ACTION ITEM: Skip the images and repeat every entry word for word.

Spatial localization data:
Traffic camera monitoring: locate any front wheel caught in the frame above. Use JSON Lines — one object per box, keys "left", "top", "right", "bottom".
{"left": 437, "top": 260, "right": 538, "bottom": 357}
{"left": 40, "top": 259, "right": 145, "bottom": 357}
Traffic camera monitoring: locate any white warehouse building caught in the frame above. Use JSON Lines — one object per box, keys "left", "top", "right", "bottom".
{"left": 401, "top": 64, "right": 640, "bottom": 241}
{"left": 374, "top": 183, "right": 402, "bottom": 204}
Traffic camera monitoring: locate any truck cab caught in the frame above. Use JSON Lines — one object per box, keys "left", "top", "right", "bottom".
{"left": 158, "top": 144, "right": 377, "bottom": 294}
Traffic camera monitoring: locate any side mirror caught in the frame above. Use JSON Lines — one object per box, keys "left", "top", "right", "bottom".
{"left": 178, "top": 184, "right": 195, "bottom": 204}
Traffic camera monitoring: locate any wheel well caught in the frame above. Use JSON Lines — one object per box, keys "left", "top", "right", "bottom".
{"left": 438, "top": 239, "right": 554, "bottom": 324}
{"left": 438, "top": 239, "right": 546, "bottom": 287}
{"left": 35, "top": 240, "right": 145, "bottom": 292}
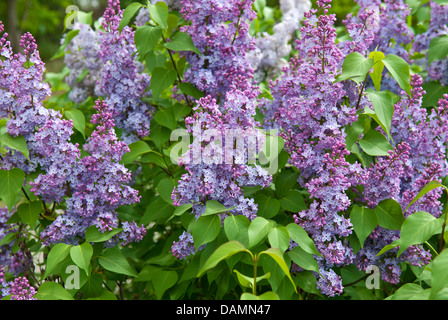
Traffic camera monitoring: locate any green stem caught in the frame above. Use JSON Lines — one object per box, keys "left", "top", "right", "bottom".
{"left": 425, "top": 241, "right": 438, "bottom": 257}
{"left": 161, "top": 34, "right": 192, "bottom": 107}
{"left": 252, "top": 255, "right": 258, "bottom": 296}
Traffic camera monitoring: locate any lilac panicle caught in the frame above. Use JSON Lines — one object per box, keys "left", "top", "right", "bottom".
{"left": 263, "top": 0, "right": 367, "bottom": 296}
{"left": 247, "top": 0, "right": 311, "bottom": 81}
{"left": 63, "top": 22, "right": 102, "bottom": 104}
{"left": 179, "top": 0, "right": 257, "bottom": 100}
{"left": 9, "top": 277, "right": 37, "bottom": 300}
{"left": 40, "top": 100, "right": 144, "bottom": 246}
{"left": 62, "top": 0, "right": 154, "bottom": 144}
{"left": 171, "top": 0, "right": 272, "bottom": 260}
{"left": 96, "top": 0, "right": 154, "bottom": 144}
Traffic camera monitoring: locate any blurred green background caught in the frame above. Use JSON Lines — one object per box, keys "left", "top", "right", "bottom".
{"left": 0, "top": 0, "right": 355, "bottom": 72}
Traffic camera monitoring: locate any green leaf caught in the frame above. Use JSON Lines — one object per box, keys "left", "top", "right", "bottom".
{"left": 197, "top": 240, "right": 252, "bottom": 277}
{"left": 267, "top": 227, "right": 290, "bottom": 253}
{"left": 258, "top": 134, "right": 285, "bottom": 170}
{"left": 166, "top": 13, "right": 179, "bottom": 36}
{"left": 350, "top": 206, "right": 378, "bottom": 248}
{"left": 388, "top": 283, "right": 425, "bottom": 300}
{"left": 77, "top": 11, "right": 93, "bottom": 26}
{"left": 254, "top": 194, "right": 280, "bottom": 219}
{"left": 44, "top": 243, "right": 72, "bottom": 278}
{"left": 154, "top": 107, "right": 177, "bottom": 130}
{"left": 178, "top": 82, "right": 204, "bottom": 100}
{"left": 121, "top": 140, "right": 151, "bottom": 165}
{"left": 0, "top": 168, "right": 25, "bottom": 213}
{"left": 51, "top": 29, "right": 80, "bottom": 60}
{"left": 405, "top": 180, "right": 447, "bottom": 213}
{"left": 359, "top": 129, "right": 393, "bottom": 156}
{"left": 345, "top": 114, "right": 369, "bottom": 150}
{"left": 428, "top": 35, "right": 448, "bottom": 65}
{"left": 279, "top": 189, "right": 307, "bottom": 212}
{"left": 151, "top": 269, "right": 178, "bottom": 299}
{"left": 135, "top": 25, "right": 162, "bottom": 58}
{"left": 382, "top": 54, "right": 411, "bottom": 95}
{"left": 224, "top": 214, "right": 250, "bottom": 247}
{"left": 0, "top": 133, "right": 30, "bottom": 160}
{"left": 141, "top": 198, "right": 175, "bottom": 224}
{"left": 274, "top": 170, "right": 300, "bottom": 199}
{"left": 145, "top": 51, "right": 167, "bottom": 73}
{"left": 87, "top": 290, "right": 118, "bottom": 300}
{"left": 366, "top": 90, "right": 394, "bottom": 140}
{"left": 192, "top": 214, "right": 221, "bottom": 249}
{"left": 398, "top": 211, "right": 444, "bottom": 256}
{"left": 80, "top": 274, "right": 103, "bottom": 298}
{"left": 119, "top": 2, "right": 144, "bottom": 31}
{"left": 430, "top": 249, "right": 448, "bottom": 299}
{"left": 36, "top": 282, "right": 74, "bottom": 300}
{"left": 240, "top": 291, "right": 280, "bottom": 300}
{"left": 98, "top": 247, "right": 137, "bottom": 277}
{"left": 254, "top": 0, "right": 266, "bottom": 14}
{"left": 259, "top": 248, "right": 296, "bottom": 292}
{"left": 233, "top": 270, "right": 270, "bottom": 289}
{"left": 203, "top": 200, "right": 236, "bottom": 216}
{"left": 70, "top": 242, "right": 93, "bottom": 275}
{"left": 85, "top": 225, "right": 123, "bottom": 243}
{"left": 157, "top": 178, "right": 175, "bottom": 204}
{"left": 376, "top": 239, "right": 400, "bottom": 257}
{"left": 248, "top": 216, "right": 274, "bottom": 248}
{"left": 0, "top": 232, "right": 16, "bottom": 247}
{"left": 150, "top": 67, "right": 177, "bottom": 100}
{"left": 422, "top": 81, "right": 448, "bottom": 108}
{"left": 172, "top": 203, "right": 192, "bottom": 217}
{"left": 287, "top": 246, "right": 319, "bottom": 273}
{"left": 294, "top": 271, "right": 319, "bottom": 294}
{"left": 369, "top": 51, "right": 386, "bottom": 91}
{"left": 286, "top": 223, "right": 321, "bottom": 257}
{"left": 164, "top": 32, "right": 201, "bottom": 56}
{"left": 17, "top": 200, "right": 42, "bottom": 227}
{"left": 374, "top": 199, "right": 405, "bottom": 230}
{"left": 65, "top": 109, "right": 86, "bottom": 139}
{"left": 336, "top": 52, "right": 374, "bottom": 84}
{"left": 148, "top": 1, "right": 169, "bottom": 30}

RESPONSE:
Traffic camera monitoring: locate any front wheel caught in the frame above. Use JSON Lines — one object per box, keys "left", "top", "right", "bottom".
{"left": 437, "top": 260, "right": 538, "bottom": 357}
{"left": 40, "top": 259, "right": 145, "bottom": 357}
Traffic camera monitoring: locate any white warehouse building caught in the frame above. Use JSON Lines — one object per box, keys "left", "top", "right", "bottom".
{"left": 401, "top": 64, "right": 640, "bottom": 241}
{"left": 374, "top": 183, "right": 402, "bottom": 204}
Traffic camera monitoring: locate any truck cab caught in the frame above. Use JSON Lines — one object per box, keys "left", "top", "right", "bottom".
{"left": 158, "top": 144, "right": 377, "bottom": 294}
Traffic camera monitoring: locate any side mirror caught in the frame above. Use JSON Lines — one object per box, keys "left", "top", "right", "bottom".
{"left": 178, "top": 184, "right": 195, "bottom": 204}
Traffic camera monitoring: locate any wheel well caught in the frame above. Use JSON Lines — one object per box, keys "left", "top", "right", "bottom".
{"left": 438, "top": 239, "right": 554, "bottom": 324}
{"left": 438, "top": 239, "right": 546, "bottom": 287}
{"left": 35, "top": 240, "right": 145, "bottom": 292}
Traffic camera monitoring: locate any green stem caught in the frame above. Use JSON Lines — one object per box, keys "left", "top", "right", "bottom".
{"left": 425, "top": 241, "right": 438, "bottom": 257}
{"left": 161, "top": 34, "right": 192, "bottom": 107}
{"left": 252, "top": 255, "right": 258, "bottom": 296}
Traffic camera monitoring: locate any lilac panicle caught in the frame above. Use JSON Lines — one object per box, keys "left", "top", "right", "bottom".
{"left": 263, "top": 0, "right": 367, "bottom": 296}
{"left": 247, "top": 0, "right": 311, "bottom": 81}
{"left": 63, "top": 22, "right": 102, "bottom": 104}
{"left": 179, "top": 0, "right": 257, "bottom": 100}
{"left": 9, "top": 277, "right": 37, "bottom": 300}
{"left": 40, "top": 100, "right": 144, "bottom": 246}
{"left": 62, "top": 0, "right": 154, "bottom": 144}
{"left": 171, "top": 0, "right": 272, "bottom": 260}
{"left": 96, "top": 0, "right": 154, "bottom": 144}
Traffic camera monitoring: locate any blurred green background caught in the frame above. Use JSON Lines — one object per box, keys "left", "top", "right", "bottom".
{"left": 0, "top": 0, "right": 355, "bottom": 72}
Traffic camera monitoring: locate any green leaf caught in the frame above. Use JSON Lines — one object per box, keys "left", "top", "right", "bottom".
{"left": 197, "top": 240, "right": 252, "bottom": 277}
{"left": 267, "top": 227, "right": 290, "bottom": 253}
{"left": 258, "top": 134, "right": 285, "bottom": 170}
{"left": 166, "top": 13, "right": 179, "bottom": 36}
{"left": 350, "top": 206, "right": 378, "bottom": 248}
{"left": 388, "top": 283, "right": 425, "bottom": 300}
{"left": 77, "top": 11, "right": 93, "bottom": 26}
{"left": 254, "top": 194, "right": 280, "bottom": 219}
{"left": 44, "top": 243, "right": 72, "bottom": 278}
{"left": 154, "top": 107, "right": 177, "bottom": 130}
{"left": 178, "top": 82, "right": 204, "bottom": 100}
{"left": 121, "top": 140, "right": 151, "bottom": 165}
{"left": 0, "top": 168, "right": 25, "bottom": 213}
{"left": 51, "top": 29, "right": 80, "bottom": 60}
{"left": 405, "top": 180, "right": 447, "bottom": 213}
{"left": 359, "top": 129, "right": 393, "bottom": 156}
{"left": 345, "top": 114, "right": 369, "bottom": 150}
{"left": 428, "top": 35, "right": 448, "bottom": 65}
{"left": 279, "top": 189, "right": 307, "bottom": 212}
{"left": 151, "top": 269, "right": 178, "bottom": 299}
{"left": 135, "top": 25, "right": 162, "bottom": 58}
{"left": 382, "top": 54, "right": 411, "bottom": 95}
{"left": 224, "top": 214, "right": 250, "bottom": 247}
{"left": 0, "top": 133, "right": 30, "bottom": 160}
{"left": 141, "top": 198, "right": 175, "bottom": 224}
{"left": 274, "top": 170, "right": 300, "bottom": 199}
{"left": 145, "top": 51, "right": 167, "bottom": 73}
{"left": 87, "top": 290, "right": 118, "bottom": 300}
{"left": 366, "top": 90, "right": 394, "bottom": 140}
{"left": 192, "top": 214, "right": 221, "bottom": 249}
{"left": 398, "top": 211, "right": 444, "bottom": 256}
{"left": 80, "top": 274, "right": 103, "bottom": 298}
{"left": 119, "top": 2, "right": 144, "bottom": 31}
{"left": 430, "top": 249, "right": 448, "bottom": 299}
{"left": 36, "top": 282, "right": 74, "bottom": 300}
{"left": 240, "top": 291, "right": 280, "bottom": 300}
{"left": 98, "top": 247, "right": 137, "bottom": 277}
{"left": 254, "top": 0, "right": 266, "bottom": 14}
{"left": 259, "top": 248, "right": 296, "bottom": 292}
{"left": 233, "top": 270, "right": 270, "bottom": 289}
{"left": 203, "top": 200, "right": 236, "bottom": 216}
{"left": 70, "top": 242, "right": 93, "bottom": 275}
{"left": 85, "top": 225, "right": 123, "bottom": 243}
{"left": 157, "top": 178, "right": 175, "bottom": 204}
{"left": 376, "top": 239, "right": 400, "bottom": 257}
{"left": 248, "top": 216, "right": 274, "bottom": 248}
{"left": 0, "top": 232, "right": 16, "bottom": 247}
{"left": 150, "top": 67, "right": 177, "bottom": 100}
{"left": 422, "top": 81, "right": 448, "bottom": 108}
{"left": 172, "top": 203, "right": 192, "bottom": 217}
{"left": 287, "top": 246, "right": 319, "bottom": 273}
{"left": 294, "top": 271, "right": 319, "bottom": 294}
{"left": 369, "top": 51, "right": 386, "bottom": 91}
{"left": 286, "top": 223, "right": 321, "bottom": 257}
{"left": 164, "top": 32, "right": 201, "bottom": 56}
{"left": 17, "top": 200, "right": 42, "bottom": 227}
{"left": 374, "top": 199, "right": 405, "bottom": 230}
{"left": 65, "top": 109, "right": 86, "bottom": 139}
{"left": 336, "top": 52, "right": 374, "bottom": 84}
{"left": 148, "top": 1, "right": 169, "bottom": 30}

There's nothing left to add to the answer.